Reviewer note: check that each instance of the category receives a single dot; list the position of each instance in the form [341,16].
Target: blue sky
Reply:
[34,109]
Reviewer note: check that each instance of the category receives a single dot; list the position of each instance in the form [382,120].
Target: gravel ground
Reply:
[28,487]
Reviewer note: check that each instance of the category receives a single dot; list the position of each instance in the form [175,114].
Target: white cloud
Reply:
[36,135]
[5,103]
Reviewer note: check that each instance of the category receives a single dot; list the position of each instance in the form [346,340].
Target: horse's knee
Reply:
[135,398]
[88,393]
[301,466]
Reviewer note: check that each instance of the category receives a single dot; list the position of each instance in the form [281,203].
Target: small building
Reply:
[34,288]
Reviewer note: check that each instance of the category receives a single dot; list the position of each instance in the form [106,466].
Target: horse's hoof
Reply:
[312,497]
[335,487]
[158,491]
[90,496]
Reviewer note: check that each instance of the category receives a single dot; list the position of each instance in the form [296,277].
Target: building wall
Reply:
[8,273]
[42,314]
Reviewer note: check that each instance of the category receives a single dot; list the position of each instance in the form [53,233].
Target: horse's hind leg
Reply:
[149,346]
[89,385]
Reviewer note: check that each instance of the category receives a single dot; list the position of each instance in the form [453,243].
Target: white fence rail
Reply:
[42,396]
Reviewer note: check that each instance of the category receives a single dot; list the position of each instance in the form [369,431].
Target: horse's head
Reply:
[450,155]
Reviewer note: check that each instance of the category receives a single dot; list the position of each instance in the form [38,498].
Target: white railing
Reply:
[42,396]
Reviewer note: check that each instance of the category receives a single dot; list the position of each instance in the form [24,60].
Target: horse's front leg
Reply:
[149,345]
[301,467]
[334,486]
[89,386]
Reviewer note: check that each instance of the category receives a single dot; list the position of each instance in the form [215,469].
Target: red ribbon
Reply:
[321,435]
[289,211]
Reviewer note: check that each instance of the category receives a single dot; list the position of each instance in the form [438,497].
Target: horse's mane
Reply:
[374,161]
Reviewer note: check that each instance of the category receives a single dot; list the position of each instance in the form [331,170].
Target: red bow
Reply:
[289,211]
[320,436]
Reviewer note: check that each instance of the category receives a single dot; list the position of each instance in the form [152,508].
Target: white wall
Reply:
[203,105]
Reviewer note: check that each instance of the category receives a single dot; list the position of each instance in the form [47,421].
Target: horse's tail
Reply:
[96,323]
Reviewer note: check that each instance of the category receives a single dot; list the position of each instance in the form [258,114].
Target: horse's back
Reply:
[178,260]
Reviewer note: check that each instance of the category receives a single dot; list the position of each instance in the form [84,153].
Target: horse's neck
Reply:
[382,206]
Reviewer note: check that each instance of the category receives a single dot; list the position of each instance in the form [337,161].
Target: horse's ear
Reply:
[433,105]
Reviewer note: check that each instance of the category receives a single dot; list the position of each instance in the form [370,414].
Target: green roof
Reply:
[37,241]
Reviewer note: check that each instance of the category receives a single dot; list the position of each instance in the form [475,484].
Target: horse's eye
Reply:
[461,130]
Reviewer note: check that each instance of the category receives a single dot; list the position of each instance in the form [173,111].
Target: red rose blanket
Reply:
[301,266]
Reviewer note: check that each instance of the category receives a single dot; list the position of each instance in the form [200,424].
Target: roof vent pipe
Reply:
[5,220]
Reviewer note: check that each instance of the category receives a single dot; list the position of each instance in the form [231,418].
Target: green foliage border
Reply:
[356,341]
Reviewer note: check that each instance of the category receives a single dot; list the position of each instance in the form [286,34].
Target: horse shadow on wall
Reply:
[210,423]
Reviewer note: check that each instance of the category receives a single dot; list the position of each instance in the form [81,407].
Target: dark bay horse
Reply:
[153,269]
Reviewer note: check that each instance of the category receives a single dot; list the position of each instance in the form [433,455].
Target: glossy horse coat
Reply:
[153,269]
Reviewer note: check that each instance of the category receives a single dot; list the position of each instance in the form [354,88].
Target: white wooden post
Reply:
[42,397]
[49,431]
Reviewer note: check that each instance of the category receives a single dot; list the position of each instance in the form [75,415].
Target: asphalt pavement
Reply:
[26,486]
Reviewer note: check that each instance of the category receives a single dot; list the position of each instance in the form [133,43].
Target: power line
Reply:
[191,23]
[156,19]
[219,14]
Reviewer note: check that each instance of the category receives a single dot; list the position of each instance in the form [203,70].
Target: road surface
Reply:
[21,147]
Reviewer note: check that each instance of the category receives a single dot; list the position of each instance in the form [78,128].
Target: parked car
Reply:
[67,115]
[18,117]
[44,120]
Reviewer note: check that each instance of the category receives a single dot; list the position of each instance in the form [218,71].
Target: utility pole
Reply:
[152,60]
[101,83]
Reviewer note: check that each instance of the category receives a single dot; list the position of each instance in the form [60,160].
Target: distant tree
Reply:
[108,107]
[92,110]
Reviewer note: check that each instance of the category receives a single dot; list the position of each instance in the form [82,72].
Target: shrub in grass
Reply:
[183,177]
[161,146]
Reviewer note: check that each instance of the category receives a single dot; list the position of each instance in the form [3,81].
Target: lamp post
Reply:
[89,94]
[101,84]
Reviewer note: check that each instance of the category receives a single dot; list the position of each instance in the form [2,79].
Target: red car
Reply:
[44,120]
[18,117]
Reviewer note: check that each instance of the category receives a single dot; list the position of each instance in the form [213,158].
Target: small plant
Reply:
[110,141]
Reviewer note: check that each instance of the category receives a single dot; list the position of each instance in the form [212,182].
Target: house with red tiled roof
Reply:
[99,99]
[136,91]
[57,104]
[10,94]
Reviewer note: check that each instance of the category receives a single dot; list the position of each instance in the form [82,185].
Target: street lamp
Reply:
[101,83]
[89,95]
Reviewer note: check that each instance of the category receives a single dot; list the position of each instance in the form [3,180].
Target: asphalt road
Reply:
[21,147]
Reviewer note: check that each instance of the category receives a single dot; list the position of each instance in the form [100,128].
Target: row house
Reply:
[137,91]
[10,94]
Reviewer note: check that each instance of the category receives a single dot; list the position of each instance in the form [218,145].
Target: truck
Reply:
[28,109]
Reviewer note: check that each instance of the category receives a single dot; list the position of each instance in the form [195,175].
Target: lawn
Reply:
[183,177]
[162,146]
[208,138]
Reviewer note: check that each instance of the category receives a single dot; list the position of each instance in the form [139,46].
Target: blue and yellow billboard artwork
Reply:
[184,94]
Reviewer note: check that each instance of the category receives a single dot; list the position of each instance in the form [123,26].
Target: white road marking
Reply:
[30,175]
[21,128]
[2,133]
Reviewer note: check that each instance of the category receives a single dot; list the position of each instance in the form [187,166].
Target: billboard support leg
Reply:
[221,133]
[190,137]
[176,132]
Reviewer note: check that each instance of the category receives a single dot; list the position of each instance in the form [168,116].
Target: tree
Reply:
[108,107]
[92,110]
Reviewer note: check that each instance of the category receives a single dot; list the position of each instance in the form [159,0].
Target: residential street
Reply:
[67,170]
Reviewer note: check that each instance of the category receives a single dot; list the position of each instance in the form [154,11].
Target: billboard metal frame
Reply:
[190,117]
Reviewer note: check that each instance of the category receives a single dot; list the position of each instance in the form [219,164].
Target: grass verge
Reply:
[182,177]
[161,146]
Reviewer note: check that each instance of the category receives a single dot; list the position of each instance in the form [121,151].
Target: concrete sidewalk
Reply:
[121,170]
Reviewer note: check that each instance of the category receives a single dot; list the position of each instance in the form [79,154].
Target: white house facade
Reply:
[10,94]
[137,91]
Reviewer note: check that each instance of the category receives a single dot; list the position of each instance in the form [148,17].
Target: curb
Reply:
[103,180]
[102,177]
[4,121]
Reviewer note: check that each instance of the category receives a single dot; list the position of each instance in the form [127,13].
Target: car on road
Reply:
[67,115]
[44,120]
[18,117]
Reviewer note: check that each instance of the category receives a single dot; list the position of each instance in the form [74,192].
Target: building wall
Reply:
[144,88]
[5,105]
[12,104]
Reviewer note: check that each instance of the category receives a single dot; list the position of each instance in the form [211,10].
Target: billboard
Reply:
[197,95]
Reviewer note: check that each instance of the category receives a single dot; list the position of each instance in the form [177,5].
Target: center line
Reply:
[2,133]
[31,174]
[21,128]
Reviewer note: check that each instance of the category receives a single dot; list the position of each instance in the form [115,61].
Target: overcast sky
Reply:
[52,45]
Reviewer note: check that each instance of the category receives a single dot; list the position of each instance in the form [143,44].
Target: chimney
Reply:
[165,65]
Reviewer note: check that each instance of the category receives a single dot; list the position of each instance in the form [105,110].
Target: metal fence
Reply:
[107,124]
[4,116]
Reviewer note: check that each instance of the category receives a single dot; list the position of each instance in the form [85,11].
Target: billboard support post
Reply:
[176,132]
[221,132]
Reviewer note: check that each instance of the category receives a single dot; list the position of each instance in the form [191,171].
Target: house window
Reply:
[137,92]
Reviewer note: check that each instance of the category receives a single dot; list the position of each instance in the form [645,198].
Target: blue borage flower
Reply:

-*-

■ **WORK TO DO**: Write out again, unchanged, every line from the line containing "the form [177,5]." to the final line of the material above.

■ **PROBLEM SOLUTION**:
Reviewer note: check that each instance of the category receives a single dot; list the position of each instance in the form [177,5].
Target: center line
Reply:
[2,133]
[31,174]
[21,128]
Reviewer note: check that each instance of the category receives a single dot; list the position of each instance in the form [115,61].
Target: overcast sky
Reply:
[52,45]
Reviewer note: check that each instance of the category receives a single dot; list the position of each instance in the form [143,44].
Target: chimney
Reply:
[165,65]
Reviewer note: check that each instance of the category receives a single dot; list the position of each instance in the form [105,110].
Target: metal fence
Reply:
[107,124]
[4,116]
Reviewer note: check that each instance of the category receives a single dot; list the position of each instance in the form [85,11].
Target: billboard support post
Reply:
[176,132]
[221,132]
Reviewer note: check that each instance of the category receives a single dot; list the position of each instance in the form [191,171].
Target: house window
Reply:
[137,92]
Reviewer note: check that each instance of the category receives a single dot; list the position of each instance in the form [645,198].
Target: blue borage flower
Reply:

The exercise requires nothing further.